Excerpts from a dataset:
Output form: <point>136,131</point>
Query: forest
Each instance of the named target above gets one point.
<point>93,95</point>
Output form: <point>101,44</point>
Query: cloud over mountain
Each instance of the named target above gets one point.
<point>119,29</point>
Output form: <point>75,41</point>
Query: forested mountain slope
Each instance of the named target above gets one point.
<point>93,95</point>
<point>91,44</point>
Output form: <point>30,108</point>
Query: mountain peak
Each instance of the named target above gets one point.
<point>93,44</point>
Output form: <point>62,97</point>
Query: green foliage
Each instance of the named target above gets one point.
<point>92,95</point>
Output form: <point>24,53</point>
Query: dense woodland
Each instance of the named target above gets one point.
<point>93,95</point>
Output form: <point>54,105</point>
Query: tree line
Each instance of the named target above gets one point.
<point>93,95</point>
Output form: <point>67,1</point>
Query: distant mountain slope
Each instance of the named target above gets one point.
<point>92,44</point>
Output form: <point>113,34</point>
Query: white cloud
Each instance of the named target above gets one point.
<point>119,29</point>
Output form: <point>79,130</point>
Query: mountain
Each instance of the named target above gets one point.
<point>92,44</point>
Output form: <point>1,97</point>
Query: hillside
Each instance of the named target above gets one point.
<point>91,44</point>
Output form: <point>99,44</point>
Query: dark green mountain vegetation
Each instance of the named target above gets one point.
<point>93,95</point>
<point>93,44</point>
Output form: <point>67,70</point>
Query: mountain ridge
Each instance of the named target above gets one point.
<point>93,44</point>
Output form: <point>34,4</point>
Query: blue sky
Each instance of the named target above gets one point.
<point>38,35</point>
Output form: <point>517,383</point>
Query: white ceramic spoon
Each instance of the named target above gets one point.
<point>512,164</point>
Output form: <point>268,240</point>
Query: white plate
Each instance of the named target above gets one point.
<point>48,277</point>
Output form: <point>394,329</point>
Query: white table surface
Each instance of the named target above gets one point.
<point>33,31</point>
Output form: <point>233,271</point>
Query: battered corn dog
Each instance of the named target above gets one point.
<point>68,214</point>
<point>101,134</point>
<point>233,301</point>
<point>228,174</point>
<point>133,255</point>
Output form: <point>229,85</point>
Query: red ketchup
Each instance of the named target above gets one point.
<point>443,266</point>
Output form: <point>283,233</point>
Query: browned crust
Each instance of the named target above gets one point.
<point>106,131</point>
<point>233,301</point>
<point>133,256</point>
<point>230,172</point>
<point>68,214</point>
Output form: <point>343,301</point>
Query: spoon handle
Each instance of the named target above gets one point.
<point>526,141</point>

- **THE TASK**:
All records are to be restated exactly, from the first line to the last line.

- **PROBLEM SOLUTION**:
Output form: <point>136,131</point>
Query: forest
Each instance of the named target above gets one point.
<point>93,95</point>
Output form: <point>101,44</point>
Query: cloud over mountain
Each instance of the named target above gets one point.
<point>119,29</point>
Output form: <point>75,41</point>
Query: forested mountain slope
Each instance of the named target above gets one point.
<point>93,95</point>
<point>91,44</point>
Output form: <point>30,108</point>
Query: mountain peak
Each instance of the named target above gets one point.
<point>93,44</point>
Output form: <point>62,97</point>
Query: green foliage
Each instance of the named target above gets one point.
<point>92,95</point>
Output form: <point>24,53</point>
Query: dense woodland
Each instance of the named target above gets one point.
<point>93,95</point>
Output form: <point>54,105</point>
Query: tree line
Each instance of the named target above gets one point.
<point>93,95</point>
Output form: <point>67,1</point>
Query: distant mountain slope
Each instance of the named target above gets one point.
<point>92,44</point>
Output form: <point>113,34</point>
Query: white cloud
Each instance of the named target above gets one point.
<point>119,29</point>
Output form: <point>79,130</point>
Query: mountain
Each instance of the named target above gets one point.
<point>92,44</point>
Output form: <point>1,97</point>
Query: hillside
Each instance of the named target above gets one point.
<point>91,44</point>
Output form: <point>99,44</point>
Query: dark green mountain vegetation
Each instance of the named target above gets one point.
<point>93,95</point>
<point>93,44</point>
Output form: <point>67,70</point>
Query: mountain ridge
Each instance of the named target above gets one point.
<point>93,44</point>
Output form: <point>34,4</point>
Query: blue sky
Each instance of the named target above gets one point.
<point>38,35</point>
Output form: <point>517,383</point>
Query: white ceramic spoon
Each instance of the named target above gets one point.
<point>512,164</point>
Output form: <point>268,240</point>
Query: white plate
Each instance of the named target above gets one point.
<point>48,277</point>
Output form: <point>394,329</point>
Query: white table surface
Each instance of the named target above gets one point.
<point>33,31</point>
Output form: <point>233,271</point>
Query: battered corn dog
Each instance of the named target above gets one point.
<point>68,214</point>
<point>101,134</point>
<point>233,301</point>
<point>228,174</point>
<point>133,255</point>
Output form: <point>229,85</point>
Query: red ketchup
Each instance of the named target above gets one point.
<point>443,266</point>
Output form: <point>283,233</point>
Query: browned crust
Each instance of the named target above gets one point.
<point>106,131</point>
<point>233,301</point>
<point>133,256</point>
<point>230,172</point>
<point>68,214</point>
Output form: <point>343,301</point>
Query: spoon handle
Each instance of the named target above gets one point.
<point>526,141</point>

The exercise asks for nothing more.